— Start Selected excerpt —

In similar ways to concerns about Moon Knight being Jewish, it seems important to interrogate whether or not Murdock’s Catholicism is being trivialized or honored in the MCU. Some fear Murdock’s faith is mere “stained-glass window dressing” (Cressler, 2022, p. 113).

The Born Again trade paperback’s cover has reached iconic status, thanks to Miller emphasizing Catholicism and David Mazzucchelli’s run as artist.
Daredevil 15 (v5) reflects Miller’s Man without Fear. (Artwork by Dan Panosian)
Daredevil 34 (v6) pays homage to the Miller reboot, and Chip Zdarsky’s version reads strongly grounded to Miller’s vision as well.

Ironically, Matt/Daredevil’s righteous resolve is the antithesis of glass. In many ways, people find Daredevil compelling because his superpowers are certainly skewed closer to being human, thus frail, than other superheroes such as Luke Cage, The Hulk, or Superman. Yet, Daredevil is often the most determined human in any conflict, counting on his ability to suffer and persevere—because he is certain (usually) that he is right.

That brings me to Matthew J. Cressler’s Daredevil: The Man Without Fear and White Catholic Masculinities. Like Miller, Cressler centers Murdock’s Catholicism and interrogates how that faith drives Daredevil in relationship to how well any version of Daredevil acknowledges his devoutness.

Cressler admits a concern I raised above (with the Netflix series a notable exception):

The extent to which Murdock’s religiousness features in any given story—and indeed, whether it features at all—depends of course on the artists involved. Some center other elements of the Daredevil mythos (secret ninja societies, for instance). Most of the time Catholicism seems more like stained-glass window dressing, offering a thematic or aesthetic palette without much depth: fistfights in front of altars, vaguely religious themes, jokes about Catholic guilt. (p. 113)

Daredevil: The Man Without Fear and White Catholic Masculinities

What makes Cressler’s analysis compelling is using Catholicism as a lens for understanding not only Matt/Daredevil but also portrayals of Daredevil as that intersects with who is drawn to the character and why. Citing Andrew Greeley and others, Cressler asserts, “Daredevil’s abilities accentuate what is often cited as the distinguishing feature of Catholic Christianity: the sensuousness of its religious culture,” including violence (p. 116).

— End Selected excerpt —
— Start Data excerpt —

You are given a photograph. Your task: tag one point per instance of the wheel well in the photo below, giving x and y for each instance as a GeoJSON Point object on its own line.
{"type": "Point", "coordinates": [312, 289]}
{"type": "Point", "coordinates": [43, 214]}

— End Data excerpt —

__Challenges__.
1. In the piece on Daredevil's Catholicism, which three superheroes are named as having powers less close to human than Daredevil's?
2. Condense the paragraph of the piece on Daredevil's Catholicism that opens with "Ironically, Matt/Daredevil's righteous resolve" into a shorter version that keeps its main facts.
3. From the piece on Daredevil's Catholicism, write out the stretch from "In similar ways" through "run as artist." word for word.
The material after the piece on Daredevil's Catholicism stands apart from it.

__Expected answers__.
1. Luke Cage, The Hulk, and Superman.

2. Matt/Daredevil's righteous resolve is the opposite of glass. His powers are closer to human, and therefore frail, than those of heroes like Luke Cage, The Hulk, or Superman, which makes him compelling. Still, he is often the most determined human in any conflict, relying on his ability to suffer and persevere because he is (usually) certain he is right.

3.
In similar ways to concerns about Moon Knight being Jewish, it seems important to interrogate whether or not Murdock’s Catholicism is being trivialized or honored in the MCU. Some fear Murdock’s faith is mere “stained-glass window dressing” (Cressler, 2022, p. 113).

The Born Again trade paperback’s cover has reached iconic status, thanks to Miller emphasizing Catholicism and David Mazzucchelli’s run as artist.